─── TEXTO ───
O primeiro emprego de Garantia da lei e da Ordem que se tem noticia ocorreu no céu, antes mesmo do paraíso de Adão e Eva, quando o anjo da ordem dos Querubins, Lúcifer, liderou uma revolta contra Deus que, diante da insurgência interna, empregou o arcanjo Miguel para restituir a ordem. Até nesse caso persiste a controvérsia sobre a ação vitoriosa, já que ela deu origem ao inferno para onde foram enviadas as forças adversas, para alguns um castigo a altura da desfaçatez da rebelião, para outros uma vitória de Pirro, pois desde então o inferno passou a ser o grande concorrente do céu.
A repressão à revolta dos escravos liderada por Spartacus, imortalizada por Kirk Douglas no cinema, é outro caso sintomático. O levante, tratado inicialmente com escárnio pelo senado romano, tomou uma dimensão inimaginável, ameaçando a integridade do Império e sepultando carreiras e pretensões de pretores e cônsules enviados para derrotá-lo. Marco Licínio Crasso que, finalmente, o venceu, manchou sua conquista com a crucificação de 6.000 rebeldes ao longo da Via Apia e, ainda, viu a glória da vitória ser atribuída em Roma a Pompeu, que quase nada fez durante toda a campanha.
A ocupação da Espanha por Napoleão maculou a biografia de muitos dos Marechais de França, que, imbatíveis nos campos de batalha por mais de 15 anos, sentiram o gosto, senão da derrota, ao menos do fracasso técnico por não conseguirem dominar por completo as inúmeras revoltas dos nacionalistas espanhóis inconformados com o domínio napoleônico. O mesmo ocorreu com os marechais e generais alemães. Incomparáveis mestres da guerra na 2ª GM, em quase a sua totalidade sofreram condenações discutíveis por ações da SS na repressão a sabotagens e guerrilhas nos territórios ocupados.
─── MATERIAL EXTRAÍDO ───
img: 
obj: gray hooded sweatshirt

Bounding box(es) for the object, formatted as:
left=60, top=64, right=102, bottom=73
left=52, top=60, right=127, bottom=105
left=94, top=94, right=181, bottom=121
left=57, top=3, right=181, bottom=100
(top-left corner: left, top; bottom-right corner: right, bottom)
───
__INSTRUÇÕES__:
A. Indique se cada afirmação concorda com o texto sobre as revoltas, respondendo sim ou não e citando entre aspas, sem nenhuma alteração, as palavras do texto que decidem. (i) Crasso foi quem venceu a revolta de Spartacus. (ii) Em Roma, a glória pela vitória sobre Spartacus coube a Crasso. (iii) Os Marechais de França ficaram invictos nos campos de batalha por mais de 15 anos.
B. Por favor, dê prosseguimento ao texto sobre as revoltas a partir do ponto em que ele termina.

__RESPOSTAS__:
A.
(i) Sim: "Marco Licínio Crasso que, finalmente, o venceu".
(ii) Não: "viu a glória da vitória ser atribuída em Roma a Pompeu, que quase nada fez durante toda a campanha".
(iii) Sim: "imbatíveis nos campos de batalha por mais de 15 anos".

B.
Em todas as operações de GLO a maior dificuldade dos comandantes designados decorre da dualidade de comando, operacional e político, na área de atuação, razão pela qual Caxias sempre exigiu nas pacificações que empreendeu, Balaiada, Revolução Liberal e Farrapos, a chefia das armas e a presidência ou vice-presidência da província, assim, além da imposição da lei e da ordem tinha autonomia para negociar a paz e conceder anistia.
O emprego das Forças Armadas na GLO é prevista na Constituição e regulada em lei. O preparo da tropa para este fim é tão importante quanto para a defesa externa. A ineficácia na manutenção do estado direito pode ser tão trágica para o país quanto a derrota frente a uma invasão estrangeira. Elas, nunca deve ser descurado, constituem-se no último recurso que um Estado dispõe para existir como tal, assim sendo, todos sabem que depois de empregadas não existirá reserva para reforçá-las ou substituí-las.
Os movimentos grevistas nas policias militares, responsáveis pelos últimos empregos das Forças Armadas em GLO, foram gestados, paridos e embalados na década de 90 pelo PT e muitos de seus líderes, escalados e instruídos pelo partido, mais tarde tornaram-se vereadores e deputados da sigla, portanto, o que se vê hoje é o feitiço voltando-se contra o feiticeiro. Além dessa questão, existem outras duas que impulsionam as sucessivas rebeliões: elas não são orquestradas e regidas apenas por associações de praças e oficiais, têm, invariavelmente, o apoio, mesmo que negado, de comandantes dos diversos escalões da corporação que sabem serem os ganhos obtidos pelos grevistas estendidos a eles e a impunidade assegurada por anistias demagógicas que impedem a punição devida aos amotinados, o que acaba por criar uma confraria de delinqüentes recorrentes.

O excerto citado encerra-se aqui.